▶ TE DOEN:
#1 Neem uit de tekst over de geweigerde gemachtigde woord voor woord over vanaf "Bij brief van 1 mei" tot en met "deze afspraak afgezegd.".
#2 Leg aan de hand van de tekst over de geweigerde gemachtigde uit waarom de Inspecteur de gemachtigde heeft geweigerd.
#3 Pak de tekst over de geweigerde gemachtigde op waar die ophoudt en schrijf verder.

▶ DOCUMENTFRAGMENT:
Bij brief van 1 mei 2019 heeft de Inspecteur belanghebbende geïnformeerd dat hij gemachtigde met ingang van 1 mei 2019 voor de duur van zes maanden heeft geweigerd, omdat tegen gemachtigde ernstige bezwaren zijn gerezen.

2.9.

Bij brief van 16 mei 2019 heeft de Inspecteur de vervanger van gemachtigde, [naam6] (hierna: [naam6] ), uitgenodigd voor een hoorgesprek op 20 juni 2019. De brief bevat een lijst met daarin de bezwaarschriften waarop de hoorzitting betrekking zal hebben. Uit deze lijst volgt dat het bezwaar tegen de onderhavige naheffingsaanslag deel uitmaakt van deze bezwaarschriften waarop de hoorzitting betrekking zal hebben. [naam6] heeft deze afspraak afgezegd.

▶ GEGEVENSUITTREKSEL:
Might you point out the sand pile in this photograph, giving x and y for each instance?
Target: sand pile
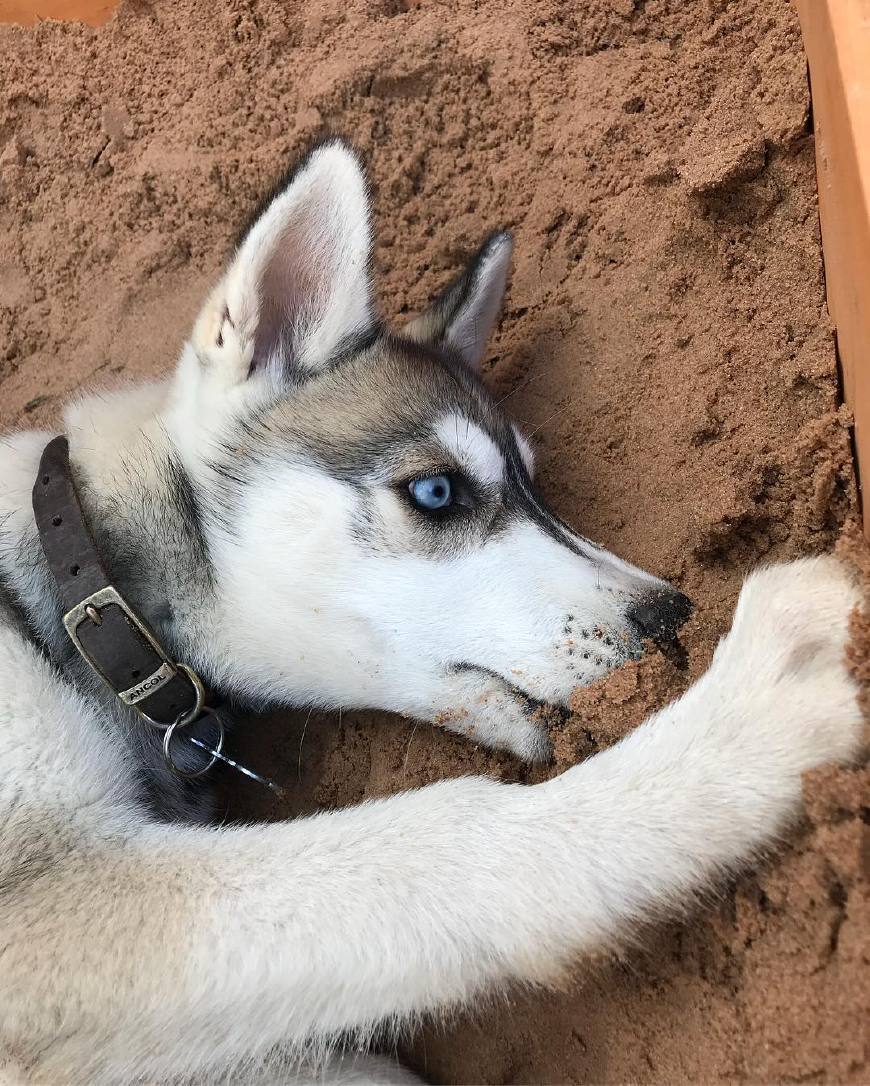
(665, 333)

▶ ANTWOORDEN PER OPDRACHT:
#1
Bij brief van 1 mei 2019 heeft de Inspecteur belanghebbende geïnformeerd dat hij gemachtigde met ingang van 1 mei 2019 voor de duur van zes maanden heeft geweigerd, omdat tegen gemachtigde ernstige bezwaren zijn gerezen.

2.9.

Bij brief van 16 mei 2019 heeft de Inspecteur de vervanger van gemachtigde, [naam6] (hierna: [naam6] ), uitgenodigd voor een hoorgesprek op 20 juni 2019. De brief bevat een lijst met daarin de bezwaarschriften waarop de hoorzitting betrekking zal hebben. Uit deze lijst volgt dat het bezwaar tegen de onderhavige naheffingsaanslag deel uitmaakt van deze bezwaarschriften waarop de hoorzitting betrekking zal hebben. [naam6] heeft deze afspraak afgezegd.

#2 De Inspecteur heeft de gemachtigde met ingang van 1 mei 2019 voor zes maanden geweigerd, omdat er tegen de gemachtigde ernstige bezwaren waren gerezen.

#3
2.10.

Bij brief van 25 juni 2019 heeft de Inspecteur [naam6] opnieuw uitgenodigd voor een hoorgesprek, te houden op 6 augustus 2019 aangaande onder andere het bezwaarschrift tegen de onderhavige naheffingsaanslag.

2.11.

De Inspecteur heeft op 11 juli 2019 een e-mail ontvangen ondertekend door [naam7] . In deze e-mail is — voor zover hier van belang — het volgende geschreven:

"heden ontvingen wij per aangetekende post uw schrijven van 10 juli 2019, waarin u uitnodigingen stuurt voor (massale) hoorgesprekken.

(…)

Mevrouw [naam6] heeft u voorafgaande aan haar vakantie reeds nadrukkelijk en onverkort medegedeeld dat er geen data meer beschikbaar zijn in augustus (en september) 2019 voor hoorzittingen met uw dienst en nadrukkelijk verzocht uit te kijken naar data in oktober/november 2019 en begin 2020.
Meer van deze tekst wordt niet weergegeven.